Data supplied ▸
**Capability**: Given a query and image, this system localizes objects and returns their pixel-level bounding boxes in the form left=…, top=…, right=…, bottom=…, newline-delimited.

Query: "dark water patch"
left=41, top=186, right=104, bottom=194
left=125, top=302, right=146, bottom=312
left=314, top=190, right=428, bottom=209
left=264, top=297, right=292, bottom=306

Stated task ▸
Print every row above again with no changes to any word, number or symbol.

Solution below ▸
**Capability**: Given a query and image, this system localizes objects and returns their pixel-level bounding boxes in the form left=…, top=…, right=…, bottom=…, newline-delimited.

Query: "dark water patch"
left=41, top=186, right=104, bottom=194
left=125, top=302, right=146, bottom=312
left=314, top=190, right=428, bottom=209
left=264, top=297, right=292, bottom=306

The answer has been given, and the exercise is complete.